===== Records to use
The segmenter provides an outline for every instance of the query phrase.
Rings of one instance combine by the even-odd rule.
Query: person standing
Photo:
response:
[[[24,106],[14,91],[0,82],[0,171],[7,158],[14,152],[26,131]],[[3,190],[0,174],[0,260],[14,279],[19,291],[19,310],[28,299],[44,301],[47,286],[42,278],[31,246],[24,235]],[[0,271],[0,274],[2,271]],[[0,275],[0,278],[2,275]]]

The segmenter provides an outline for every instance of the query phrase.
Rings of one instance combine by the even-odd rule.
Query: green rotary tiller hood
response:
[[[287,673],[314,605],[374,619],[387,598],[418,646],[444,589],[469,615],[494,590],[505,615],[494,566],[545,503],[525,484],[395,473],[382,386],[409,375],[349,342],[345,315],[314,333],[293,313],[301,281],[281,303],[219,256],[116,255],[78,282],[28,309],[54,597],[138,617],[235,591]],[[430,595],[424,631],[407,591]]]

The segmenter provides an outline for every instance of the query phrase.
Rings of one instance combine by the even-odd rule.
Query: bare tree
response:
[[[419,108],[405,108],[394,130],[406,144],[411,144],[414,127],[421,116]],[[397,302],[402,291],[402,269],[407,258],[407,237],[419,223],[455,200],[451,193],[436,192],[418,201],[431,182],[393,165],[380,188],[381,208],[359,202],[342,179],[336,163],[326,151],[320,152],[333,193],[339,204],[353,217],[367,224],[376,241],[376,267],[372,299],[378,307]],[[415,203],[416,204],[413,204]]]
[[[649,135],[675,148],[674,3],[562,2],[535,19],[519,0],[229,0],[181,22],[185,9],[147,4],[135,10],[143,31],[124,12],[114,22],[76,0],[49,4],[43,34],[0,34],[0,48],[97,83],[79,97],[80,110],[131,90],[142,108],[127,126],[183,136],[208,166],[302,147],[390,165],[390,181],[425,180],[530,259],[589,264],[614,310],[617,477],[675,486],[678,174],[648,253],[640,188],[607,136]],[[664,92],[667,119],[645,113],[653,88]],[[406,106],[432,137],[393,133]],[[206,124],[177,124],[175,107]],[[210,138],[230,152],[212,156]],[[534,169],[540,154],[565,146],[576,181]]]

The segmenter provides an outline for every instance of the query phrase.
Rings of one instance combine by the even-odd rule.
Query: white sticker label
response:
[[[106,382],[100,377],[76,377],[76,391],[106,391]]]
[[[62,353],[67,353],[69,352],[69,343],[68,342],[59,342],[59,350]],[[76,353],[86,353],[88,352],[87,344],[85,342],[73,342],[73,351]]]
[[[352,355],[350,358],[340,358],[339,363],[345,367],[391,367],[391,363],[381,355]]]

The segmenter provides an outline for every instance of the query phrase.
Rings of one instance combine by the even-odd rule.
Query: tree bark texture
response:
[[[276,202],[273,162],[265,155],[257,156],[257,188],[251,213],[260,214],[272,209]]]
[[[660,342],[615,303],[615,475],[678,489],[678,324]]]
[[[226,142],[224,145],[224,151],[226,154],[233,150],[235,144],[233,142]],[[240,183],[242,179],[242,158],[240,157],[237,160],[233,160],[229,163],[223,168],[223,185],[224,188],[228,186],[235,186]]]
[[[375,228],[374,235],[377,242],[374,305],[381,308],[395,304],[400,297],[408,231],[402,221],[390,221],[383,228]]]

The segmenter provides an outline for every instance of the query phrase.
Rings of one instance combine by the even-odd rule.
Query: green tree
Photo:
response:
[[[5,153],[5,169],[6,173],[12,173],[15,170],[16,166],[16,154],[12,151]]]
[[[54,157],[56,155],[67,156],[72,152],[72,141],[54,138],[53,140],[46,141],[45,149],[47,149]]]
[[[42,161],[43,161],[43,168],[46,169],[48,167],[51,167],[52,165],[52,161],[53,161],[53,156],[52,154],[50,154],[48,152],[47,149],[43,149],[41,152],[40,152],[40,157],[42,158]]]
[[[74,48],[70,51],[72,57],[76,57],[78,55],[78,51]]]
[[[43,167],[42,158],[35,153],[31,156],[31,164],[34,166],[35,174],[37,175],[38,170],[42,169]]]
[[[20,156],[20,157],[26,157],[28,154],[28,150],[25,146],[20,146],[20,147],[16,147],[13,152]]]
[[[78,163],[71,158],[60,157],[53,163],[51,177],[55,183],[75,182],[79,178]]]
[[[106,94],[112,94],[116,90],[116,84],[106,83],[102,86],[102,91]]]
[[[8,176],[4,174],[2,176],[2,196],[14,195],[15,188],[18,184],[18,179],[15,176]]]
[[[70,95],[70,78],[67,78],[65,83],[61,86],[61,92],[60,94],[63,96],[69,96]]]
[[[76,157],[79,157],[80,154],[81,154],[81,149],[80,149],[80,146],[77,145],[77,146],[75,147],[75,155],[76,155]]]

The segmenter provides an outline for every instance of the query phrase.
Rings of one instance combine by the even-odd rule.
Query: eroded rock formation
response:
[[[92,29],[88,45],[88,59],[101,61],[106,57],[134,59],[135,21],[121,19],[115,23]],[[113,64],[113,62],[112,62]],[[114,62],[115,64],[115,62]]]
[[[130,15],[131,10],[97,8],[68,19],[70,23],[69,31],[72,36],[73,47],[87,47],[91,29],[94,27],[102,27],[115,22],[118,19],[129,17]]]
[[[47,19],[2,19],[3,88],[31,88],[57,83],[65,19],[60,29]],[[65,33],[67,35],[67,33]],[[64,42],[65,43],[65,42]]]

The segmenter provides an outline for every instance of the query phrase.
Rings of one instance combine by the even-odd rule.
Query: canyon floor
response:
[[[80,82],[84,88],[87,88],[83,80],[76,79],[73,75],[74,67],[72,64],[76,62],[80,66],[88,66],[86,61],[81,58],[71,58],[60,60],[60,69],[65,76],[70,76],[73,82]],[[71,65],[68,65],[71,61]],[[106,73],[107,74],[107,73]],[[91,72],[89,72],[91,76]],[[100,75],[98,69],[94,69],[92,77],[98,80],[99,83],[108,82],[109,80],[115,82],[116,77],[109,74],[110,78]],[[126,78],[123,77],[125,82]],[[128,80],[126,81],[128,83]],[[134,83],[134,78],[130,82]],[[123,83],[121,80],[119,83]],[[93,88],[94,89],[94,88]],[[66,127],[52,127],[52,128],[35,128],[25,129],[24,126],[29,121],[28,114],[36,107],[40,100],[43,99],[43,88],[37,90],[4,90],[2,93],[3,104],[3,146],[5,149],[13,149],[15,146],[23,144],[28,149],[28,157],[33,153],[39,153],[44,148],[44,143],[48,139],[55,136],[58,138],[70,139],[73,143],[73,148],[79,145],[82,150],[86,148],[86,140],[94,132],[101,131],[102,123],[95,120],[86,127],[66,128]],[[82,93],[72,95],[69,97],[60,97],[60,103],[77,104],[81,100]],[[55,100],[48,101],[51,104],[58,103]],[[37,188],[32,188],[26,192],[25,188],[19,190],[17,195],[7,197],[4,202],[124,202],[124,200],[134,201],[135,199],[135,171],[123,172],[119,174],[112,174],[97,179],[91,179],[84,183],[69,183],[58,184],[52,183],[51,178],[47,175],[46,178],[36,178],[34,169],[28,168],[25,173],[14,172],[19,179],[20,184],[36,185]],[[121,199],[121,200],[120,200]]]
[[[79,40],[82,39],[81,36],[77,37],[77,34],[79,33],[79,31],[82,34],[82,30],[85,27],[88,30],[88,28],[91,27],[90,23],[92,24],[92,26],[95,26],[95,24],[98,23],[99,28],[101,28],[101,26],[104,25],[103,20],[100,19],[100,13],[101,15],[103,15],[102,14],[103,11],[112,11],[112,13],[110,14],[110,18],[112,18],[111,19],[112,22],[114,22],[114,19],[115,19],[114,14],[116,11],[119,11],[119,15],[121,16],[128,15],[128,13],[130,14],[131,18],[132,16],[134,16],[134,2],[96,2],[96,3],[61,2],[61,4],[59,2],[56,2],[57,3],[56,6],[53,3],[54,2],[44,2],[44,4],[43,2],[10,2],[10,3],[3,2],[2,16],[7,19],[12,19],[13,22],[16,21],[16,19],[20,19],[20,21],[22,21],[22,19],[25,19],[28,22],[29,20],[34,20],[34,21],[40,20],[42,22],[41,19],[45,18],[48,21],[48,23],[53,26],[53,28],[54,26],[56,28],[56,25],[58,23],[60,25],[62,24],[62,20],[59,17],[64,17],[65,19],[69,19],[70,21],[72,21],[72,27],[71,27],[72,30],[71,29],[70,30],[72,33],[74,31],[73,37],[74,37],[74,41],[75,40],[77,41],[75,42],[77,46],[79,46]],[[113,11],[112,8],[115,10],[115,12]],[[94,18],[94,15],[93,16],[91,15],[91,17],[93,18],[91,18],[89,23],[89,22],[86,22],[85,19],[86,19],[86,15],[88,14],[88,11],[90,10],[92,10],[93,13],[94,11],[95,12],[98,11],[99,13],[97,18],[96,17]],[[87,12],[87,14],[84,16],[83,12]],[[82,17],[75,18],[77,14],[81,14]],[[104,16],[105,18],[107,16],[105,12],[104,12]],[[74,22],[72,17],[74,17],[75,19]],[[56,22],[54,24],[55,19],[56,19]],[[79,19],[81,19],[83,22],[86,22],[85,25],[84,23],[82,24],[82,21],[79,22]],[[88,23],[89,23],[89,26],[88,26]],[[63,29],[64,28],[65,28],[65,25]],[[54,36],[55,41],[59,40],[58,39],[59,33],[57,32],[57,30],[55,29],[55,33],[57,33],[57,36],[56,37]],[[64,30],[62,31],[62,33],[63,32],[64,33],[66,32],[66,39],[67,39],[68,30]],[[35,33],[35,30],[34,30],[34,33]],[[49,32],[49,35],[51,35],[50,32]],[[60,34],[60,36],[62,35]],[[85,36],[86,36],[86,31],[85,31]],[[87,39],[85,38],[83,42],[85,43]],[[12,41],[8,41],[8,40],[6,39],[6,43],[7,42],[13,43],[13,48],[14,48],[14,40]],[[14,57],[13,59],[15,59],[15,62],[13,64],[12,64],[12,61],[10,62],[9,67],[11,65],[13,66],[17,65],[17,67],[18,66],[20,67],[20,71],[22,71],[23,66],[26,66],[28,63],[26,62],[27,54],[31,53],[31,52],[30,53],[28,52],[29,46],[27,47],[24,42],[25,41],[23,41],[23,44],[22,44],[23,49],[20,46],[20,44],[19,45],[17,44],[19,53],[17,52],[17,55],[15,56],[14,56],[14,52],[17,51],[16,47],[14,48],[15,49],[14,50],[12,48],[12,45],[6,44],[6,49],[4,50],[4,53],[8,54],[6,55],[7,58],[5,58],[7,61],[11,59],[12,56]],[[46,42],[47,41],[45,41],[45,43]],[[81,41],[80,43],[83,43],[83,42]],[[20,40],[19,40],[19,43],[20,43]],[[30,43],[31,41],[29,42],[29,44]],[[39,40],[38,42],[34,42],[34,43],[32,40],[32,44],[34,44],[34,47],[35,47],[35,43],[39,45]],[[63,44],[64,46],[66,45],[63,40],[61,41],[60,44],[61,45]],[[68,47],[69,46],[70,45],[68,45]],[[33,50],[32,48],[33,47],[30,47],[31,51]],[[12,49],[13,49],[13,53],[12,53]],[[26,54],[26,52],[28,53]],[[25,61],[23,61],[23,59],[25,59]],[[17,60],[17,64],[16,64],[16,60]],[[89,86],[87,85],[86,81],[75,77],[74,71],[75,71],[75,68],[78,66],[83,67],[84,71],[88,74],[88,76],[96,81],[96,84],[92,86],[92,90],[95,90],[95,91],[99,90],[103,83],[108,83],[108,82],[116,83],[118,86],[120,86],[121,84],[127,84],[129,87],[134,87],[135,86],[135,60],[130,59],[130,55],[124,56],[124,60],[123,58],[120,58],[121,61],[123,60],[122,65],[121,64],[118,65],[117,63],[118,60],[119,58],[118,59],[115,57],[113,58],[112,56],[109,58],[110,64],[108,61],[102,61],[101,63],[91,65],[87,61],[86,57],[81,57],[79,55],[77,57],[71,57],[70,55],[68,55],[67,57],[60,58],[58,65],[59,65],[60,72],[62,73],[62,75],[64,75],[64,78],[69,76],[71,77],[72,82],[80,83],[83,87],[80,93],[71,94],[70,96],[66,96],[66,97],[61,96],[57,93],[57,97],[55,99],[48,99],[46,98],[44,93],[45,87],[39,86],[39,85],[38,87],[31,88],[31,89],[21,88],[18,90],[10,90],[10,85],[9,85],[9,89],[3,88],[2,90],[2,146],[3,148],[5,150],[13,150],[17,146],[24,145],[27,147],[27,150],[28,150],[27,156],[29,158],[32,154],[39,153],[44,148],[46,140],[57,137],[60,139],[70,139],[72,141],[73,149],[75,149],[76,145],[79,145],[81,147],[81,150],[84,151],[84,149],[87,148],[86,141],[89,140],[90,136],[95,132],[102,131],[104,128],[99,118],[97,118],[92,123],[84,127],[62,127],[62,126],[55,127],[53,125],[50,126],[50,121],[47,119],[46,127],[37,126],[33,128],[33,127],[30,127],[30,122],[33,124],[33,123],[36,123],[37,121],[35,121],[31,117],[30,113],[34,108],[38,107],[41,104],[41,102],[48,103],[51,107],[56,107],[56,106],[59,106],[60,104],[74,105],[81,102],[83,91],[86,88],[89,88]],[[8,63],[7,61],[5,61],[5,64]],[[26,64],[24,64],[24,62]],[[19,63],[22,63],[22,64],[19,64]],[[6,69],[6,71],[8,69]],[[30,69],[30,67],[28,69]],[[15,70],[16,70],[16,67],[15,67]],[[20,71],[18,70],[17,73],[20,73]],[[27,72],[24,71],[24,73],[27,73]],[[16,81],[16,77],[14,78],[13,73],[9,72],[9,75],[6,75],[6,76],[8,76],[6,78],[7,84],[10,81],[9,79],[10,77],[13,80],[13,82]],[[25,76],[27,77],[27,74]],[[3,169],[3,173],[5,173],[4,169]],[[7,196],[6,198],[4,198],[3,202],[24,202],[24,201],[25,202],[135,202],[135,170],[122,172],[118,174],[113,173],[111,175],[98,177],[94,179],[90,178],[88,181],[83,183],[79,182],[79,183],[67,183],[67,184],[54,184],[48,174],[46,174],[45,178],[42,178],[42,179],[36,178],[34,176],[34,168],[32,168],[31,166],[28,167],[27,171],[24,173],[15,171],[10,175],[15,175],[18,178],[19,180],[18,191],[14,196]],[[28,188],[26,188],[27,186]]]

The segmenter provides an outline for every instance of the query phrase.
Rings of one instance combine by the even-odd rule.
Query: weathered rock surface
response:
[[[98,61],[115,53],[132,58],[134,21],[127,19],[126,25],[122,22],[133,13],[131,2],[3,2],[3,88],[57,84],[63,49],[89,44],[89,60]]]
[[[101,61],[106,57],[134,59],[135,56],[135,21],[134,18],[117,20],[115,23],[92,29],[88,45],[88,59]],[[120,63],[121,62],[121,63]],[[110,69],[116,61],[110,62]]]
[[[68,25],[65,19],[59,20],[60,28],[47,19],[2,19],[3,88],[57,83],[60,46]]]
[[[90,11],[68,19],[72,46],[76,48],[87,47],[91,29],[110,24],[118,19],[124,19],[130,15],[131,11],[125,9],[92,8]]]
==========
• [Exercise] Which lines in the data above contain the word "green"? List each of those lines in full.

• [Task solution]
Query: green rotary tiller hood
Query: green tree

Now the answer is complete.